### REQUIRED TASK A
Please answer these questions about the wchar_t excerpt, one answer per line, marked the same way:
(i) From which draft is C99 §7.17/2 quoted?
(ii) With a restricted set of supported locales, how small could wchar_t be, according to the author?
(iii) Which term does the author say seems not to be defined anywhere else?
### REQUIRED TASK B
Render this sentence from the wchar_t excerpt in Spanish: "A wide character is a code value (a binary encoded integer) of an object of type wchar_t that corresponds to a member of the extended character set."
### REQUIRED TASK C
Extend the wchar_t excerpt with new writing that follows on from its final sentence.

### SUPPLIED TEXT
---*---

But as it turned out, the C and C++ standards seem to not talk about the largest supported character, but only about the largest extended character sets in the supported locales: that wchar_t must be large enough to represent every code point in the largest such extended character set – but not Unicode, when there is no Unicode locale.

C99 §7.17/2 (from the N869 draft):

[the wchar_t type] is an integer type whose range of values can represent distinct codes for all members of the largest extended character set specified among the supported locales.

This is almost identically the same wording as in the C++ standard. And it seems to mean that with a restricted set of supported locales, wchar_t can be smallish indeed, down to a single byte with UTF-8 encoding (a nightmare possibility where e.g. no standard library character classification function would work outside of ASCII's A through Z, but hey). Possibly the following is a requirement to be wider than that:

C99 §7.1.1/4:

A wide character is a code value (a binary encoded integer) of an object of type wchar_t that corresponds to a member of the extended character set.

… since it refers to the extended character set, but that term seems to not be further defined anywhere.

---*---

### RECORD LIST

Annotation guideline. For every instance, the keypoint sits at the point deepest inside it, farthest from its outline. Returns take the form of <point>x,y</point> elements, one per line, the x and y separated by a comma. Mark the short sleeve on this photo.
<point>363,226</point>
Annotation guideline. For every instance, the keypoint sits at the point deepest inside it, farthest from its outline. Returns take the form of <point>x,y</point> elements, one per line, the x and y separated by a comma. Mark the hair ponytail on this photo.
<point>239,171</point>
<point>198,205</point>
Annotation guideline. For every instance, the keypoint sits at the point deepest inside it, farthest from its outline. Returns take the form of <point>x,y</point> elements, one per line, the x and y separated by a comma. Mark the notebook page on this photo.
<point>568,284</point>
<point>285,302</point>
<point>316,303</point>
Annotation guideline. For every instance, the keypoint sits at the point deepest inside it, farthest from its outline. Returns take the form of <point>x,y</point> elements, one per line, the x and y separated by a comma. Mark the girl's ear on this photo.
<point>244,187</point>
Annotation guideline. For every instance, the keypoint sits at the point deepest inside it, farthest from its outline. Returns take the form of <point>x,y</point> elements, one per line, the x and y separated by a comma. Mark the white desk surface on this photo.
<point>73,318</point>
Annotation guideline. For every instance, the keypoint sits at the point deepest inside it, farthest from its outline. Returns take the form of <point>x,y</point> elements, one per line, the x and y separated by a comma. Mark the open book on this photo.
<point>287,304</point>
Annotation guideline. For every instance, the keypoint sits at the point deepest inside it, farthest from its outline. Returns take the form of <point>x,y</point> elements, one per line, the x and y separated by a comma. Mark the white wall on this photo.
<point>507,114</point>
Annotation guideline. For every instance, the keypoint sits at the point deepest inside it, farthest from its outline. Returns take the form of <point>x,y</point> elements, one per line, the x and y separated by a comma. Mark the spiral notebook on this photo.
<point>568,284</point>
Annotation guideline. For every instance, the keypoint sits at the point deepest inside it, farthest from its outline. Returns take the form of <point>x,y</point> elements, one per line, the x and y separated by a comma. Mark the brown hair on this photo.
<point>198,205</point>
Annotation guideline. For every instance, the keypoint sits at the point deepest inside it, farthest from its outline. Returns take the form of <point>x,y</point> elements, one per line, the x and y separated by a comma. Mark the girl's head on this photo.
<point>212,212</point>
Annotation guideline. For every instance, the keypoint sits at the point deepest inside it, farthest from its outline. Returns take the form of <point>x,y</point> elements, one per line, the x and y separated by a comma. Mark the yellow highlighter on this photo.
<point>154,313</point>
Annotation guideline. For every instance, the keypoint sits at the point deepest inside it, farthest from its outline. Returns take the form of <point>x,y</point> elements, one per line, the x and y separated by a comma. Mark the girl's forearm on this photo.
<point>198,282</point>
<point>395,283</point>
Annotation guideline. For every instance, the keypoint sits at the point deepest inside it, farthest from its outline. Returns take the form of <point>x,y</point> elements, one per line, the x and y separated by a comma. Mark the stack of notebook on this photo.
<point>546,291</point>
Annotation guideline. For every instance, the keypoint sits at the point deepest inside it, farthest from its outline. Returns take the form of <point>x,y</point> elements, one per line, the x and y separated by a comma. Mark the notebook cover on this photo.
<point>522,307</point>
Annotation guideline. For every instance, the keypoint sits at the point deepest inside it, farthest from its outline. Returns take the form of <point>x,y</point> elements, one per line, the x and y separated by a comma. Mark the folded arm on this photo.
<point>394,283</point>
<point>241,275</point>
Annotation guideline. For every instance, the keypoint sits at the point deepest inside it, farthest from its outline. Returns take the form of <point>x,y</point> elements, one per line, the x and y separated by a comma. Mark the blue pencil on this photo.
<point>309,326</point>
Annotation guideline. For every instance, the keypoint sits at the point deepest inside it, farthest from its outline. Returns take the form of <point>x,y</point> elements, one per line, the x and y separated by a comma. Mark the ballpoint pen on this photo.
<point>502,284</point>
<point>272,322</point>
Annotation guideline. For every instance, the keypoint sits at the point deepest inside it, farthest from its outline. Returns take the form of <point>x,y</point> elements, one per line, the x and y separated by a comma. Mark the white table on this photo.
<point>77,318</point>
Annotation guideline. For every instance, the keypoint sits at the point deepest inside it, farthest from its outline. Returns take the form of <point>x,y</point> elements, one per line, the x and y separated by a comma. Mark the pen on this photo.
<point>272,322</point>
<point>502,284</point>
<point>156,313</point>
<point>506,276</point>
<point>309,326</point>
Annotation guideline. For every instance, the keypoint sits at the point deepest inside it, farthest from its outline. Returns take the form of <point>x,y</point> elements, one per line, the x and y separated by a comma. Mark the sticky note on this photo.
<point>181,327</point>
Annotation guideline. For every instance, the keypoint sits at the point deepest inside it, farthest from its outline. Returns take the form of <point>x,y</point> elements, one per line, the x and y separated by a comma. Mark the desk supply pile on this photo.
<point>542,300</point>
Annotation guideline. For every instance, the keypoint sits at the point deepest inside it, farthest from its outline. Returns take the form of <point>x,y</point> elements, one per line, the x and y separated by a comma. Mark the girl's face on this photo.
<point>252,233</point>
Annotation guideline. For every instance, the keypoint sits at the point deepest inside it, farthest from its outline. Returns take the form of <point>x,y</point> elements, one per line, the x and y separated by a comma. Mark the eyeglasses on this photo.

---*---

### OUTPUT A
(i) The N869 draft.
(ii) Down to a single byte, with UTF-8 encoding.
(iii) The extended character set.

### OUTPUT B
Un carácter ancho es un valor de código (un entero codificado en binario) de un objeto de tipo wchar_t que corresponde a un miembro del conjunto de caracteres extendido.

### OUTPUT C
And at least with Microsoft's C and C++ runtime there is no Unicode locale: with that implementation setlocale is restricted to character encodings that have at most 2 bytes per character:

MSDN ⁴documentation of setlocale:

The set of available locale names, languages, country/region codes, and code pages includes all those supported by the Windows NLS API except code pages that require more than two bytes per character, such as UTF-7 and UTF-8. If you provide a code page value of UTF-7 or UTF-8, setlocale will fail, returning NULL.

So it seems that contrary to what I thought I knew, and contrary to my assertion, Windows' 16-bit wchar_t is formally OK. And mainly due to Microsoft's ingenious lack of support for UTF-8 locales, or any locale with more than 2 bytes per character. But is it really so, is 16-bit wchar_t OK?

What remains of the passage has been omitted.